Stored data
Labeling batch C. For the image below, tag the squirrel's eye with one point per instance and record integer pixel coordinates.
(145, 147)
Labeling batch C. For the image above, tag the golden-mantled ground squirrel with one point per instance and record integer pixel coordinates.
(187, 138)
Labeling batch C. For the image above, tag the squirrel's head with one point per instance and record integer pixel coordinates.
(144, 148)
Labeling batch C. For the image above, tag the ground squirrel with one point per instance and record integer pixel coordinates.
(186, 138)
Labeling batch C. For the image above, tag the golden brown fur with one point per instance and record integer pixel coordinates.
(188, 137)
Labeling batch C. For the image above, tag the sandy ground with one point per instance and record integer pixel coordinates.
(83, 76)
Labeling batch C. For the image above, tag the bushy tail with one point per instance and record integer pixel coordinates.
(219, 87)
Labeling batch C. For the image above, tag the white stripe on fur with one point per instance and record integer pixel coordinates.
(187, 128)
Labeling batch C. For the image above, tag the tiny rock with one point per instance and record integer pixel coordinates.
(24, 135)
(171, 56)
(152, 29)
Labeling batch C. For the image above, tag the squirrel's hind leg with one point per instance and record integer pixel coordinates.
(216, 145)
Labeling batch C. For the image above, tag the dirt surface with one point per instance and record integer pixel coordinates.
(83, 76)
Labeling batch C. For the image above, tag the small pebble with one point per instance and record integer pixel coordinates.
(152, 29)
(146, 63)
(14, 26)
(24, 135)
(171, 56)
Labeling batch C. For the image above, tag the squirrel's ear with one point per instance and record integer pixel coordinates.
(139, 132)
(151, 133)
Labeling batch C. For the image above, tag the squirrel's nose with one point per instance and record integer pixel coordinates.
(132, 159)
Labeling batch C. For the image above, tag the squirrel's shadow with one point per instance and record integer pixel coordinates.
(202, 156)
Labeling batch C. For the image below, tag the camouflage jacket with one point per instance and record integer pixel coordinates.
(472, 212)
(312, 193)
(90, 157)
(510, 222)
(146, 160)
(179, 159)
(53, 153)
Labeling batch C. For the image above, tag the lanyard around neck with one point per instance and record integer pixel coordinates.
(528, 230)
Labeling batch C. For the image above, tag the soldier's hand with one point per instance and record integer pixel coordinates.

Instructions to follow
Every line of data must be returned unchanged.

Answer to the exercise
Labeling batch C. For the image below, tag the squirrel's eye with one point per instance and record integer pixel coordinates.
(145, 147)
Labeling batch C. For the image above, tag the golden-mantled ground squirrel with one point per instance and record integer pixel coordinates.
(187, 138)
Labeling batch C. For the image above, tag the squirrel's head with one point per instance and record integer pixel coordinates.
(144, 148)
Labeling batch C. For the image above, tag the ground squirrel with one point per instance and record integer pixel coordinates.
(186, 138)
Labeling batch C. For the image above, tag the golden brown fur with one point per instance and record integer pixel coordinates.
(188, 137)
Labeling batch C. For the image above, tag the sandy ground with one point per instance and record integer pixel coordinates.
(83, 76)
Labeling batch C. For the image above, tag the bushy tail with one point per instance and record integer pixel coordinates.
(219, 87)
Labeling batch C. For the image above, tag the white stripe on fur with one point per instance and record integer pixel coordinates.
(187, 128)
Labeling batch C. For the image above, tag the tiny rock with one point per instance and record integer pixel coordinates.
(24, 135)
(171, 56)
(152, 29)
Labeling batch C. For the image above, tag the squirrel's hind leg with one point per instance and record integer pixel coordinates.
(216, 145)
Labeling batch C. For the image above, tag the dirt surface with one point per instance and record integer pixel coordinates.
(83, 76)
Labeling batch C. For the image above, tag the small pebble with one point per instance and record integer pixel coordinates.
(152, 29)
(146, 63)
(14, 26)
(24, 135)
(171, 56)
Labeling batch C. For the image above, tag the squirrel's ear with one point per instance and record integer pixel coordinates.
(139, 132)
(151, 133)
Labeling batch C. For the image above, tag the squirrel's nose with one point per instance and record integer pixel coordinates.
(132, 159)
Labeling batch C. For the image above, tag the squirrel's shadow with one point per instance and record integer pixel coordinates.
(202, 156)
Labeling batch C. For the image below, tag the camouflage jacket with one point per instance and record integer pixel coordinates.
(472, 212)
(312, 193)
(90, 157)
(510, 222)
(146, 160)
(179, 159)
(53, 153)
Labeling batch C. For the image above, tag the lanyard around neck with one point per instance and record integer pixel coordinates.
(528, 230)
Labeling batch C. For the image above, tag the soldier's hand with one point per instance and record integer pixel coordinates.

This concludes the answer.